Point annotation listing
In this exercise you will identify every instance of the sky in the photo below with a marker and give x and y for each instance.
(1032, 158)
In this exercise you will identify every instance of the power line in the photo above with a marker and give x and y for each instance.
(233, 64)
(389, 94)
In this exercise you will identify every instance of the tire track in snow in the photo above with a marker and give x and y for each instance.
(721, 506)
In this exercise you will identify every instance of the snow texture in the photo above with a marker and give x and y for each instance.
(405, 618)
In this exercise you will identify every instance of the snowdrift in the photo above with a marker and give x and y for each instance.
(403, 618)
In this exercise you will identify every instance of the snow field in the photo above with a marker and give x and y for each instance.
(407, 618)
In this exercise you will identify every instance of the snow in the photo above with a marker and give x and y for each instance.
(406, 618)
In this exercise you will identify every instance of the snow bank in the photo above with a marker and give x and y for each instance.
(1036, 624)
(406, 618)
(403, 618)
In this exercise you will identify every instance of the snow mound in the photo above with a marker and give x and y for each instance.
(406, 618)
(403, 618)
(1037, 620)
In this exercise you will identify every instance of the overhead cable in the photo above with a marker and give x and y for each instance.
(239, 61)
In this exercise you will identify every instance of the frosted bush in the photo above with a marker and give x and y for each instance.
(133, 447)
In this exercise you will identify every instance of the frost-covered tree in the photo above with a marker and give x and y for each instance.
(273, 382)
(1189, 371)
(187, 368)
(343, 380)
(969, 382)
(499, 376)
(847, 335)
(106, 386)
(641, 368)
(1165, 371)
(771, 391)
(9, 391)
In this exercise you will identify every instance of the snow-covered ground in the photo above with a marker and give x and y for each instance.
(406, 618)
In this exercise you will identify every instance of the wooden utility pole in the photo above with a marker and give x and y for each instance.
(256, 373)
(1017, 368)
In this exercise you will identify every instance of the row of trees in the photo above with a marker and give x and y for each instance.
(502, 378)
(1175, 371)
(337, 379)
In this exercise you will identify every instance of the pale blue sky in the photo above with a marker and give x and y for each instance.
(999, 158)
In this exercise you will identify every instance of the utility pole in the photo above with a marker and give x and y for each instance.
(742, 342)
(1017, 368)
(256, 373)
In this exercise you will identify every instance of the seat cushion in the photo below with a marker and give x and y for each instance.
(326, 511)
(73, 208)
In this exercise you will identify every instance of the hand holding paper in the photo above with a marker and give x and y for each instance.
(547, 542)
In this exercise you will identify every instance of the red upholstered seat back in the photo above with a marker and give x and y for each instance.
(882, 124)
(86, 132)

● **WHAT NEEDS TO BE DONE**:
Please reproduce the listing above word for word, keeping every line in its original order.

● **RESPONSE TO THIS EXERCISE**:
In this exercise you will identify every instance of the sky in the photo below with a marker and give x and y for each instance.
(1032, 158)
In this exercise you will identify every instance of the power line in the photo above with a marker and give x and y for each instance.
(233, 64)
(389, 94)
In this exercise you will identify every instance of the tire track in snow in the photo above with a marker and give x and y for each instance.
(721, 506)
In this exercise you will identify every instance of the snow texture in the photo above with a marker and give x and y for each instance.
(405, 618)
In this exercise you will identify every instance of the snowdrift in the photo above with a marker and give x and y for each instance.
(403, 618)
In this exercise you will identify every instance of the snow field in the photo above with a marker and give x and y for each instance.
(407, 618)
In this exercise you will identify every instance of the snow in the photo above with a marker and give x and y for each instance.
(406, 618)
In this exercise you will identify every instance of the snow bank in the photo above with a marker and give x and y for each instance.
(1036, 624)
(406, 618)
(403, 618)
In this exercise you will identify every instance of the snow mound in the photo above with a marker and give x and y for each instance.
(406, 618)
(403, 618)
(1037, 620)
In this exercise you will identify every instance of the overhead cable in the photo above with a marker and give x and y for each instance.
(239, 61)
In this exercise you will identify every instance of the frosted bush in the photo above with a marker and give x and y for each instance.
(133, 447)
In this exercise you will identify every instance of the frost-covered tree in the photo above with a marker and give x and y for each instance.
(273, 382)
(1189, 371)
(187, 368)
(343, 380)
(969, 382)
(499, 376)
(847, 335)
(106, 386)
(641, 368)
(1165, 371)
(771, 391)
(9, 391)
In this exercise you will identify every instance of the snow-covered ground in the photo above with a marker and give x and y for each instance.
(406, 618)
In this exercise you will identify every instance of the wooden utility pole in the photo above with a marker and give x and y for each instance.
(256, 373)
(1017, 368)
In this exercise you will identify every instance of the row of trees in the photo above with a marker and give x and y for each instance.
(502, 378)
(1175, 371)
(337, 379)
In this exercise you will identify every instance of the pale blue sky in the photo above with a marker and give x and y for each instance.
(999, 158)
In this exercise you will identify every instance of the utility pole in the photo above with a marker and give x and y for each instance.
(742, 342)
(1017, 368)
(256, 373)
In this exercise you will identify every instance of the seat cushion in the photo below with a marker and give x and y for each instance.
(326, 511)
(73, 208)
In this exercise you will identify every instance of the hand holding paper in the photo above with a marker and give x and y for each instance.
(547, 542)
In this exercise you will identify every instance of the red upholstered seat back in the photo above with a marker and give x and y for each instance.
(882, 124)
(86, 132)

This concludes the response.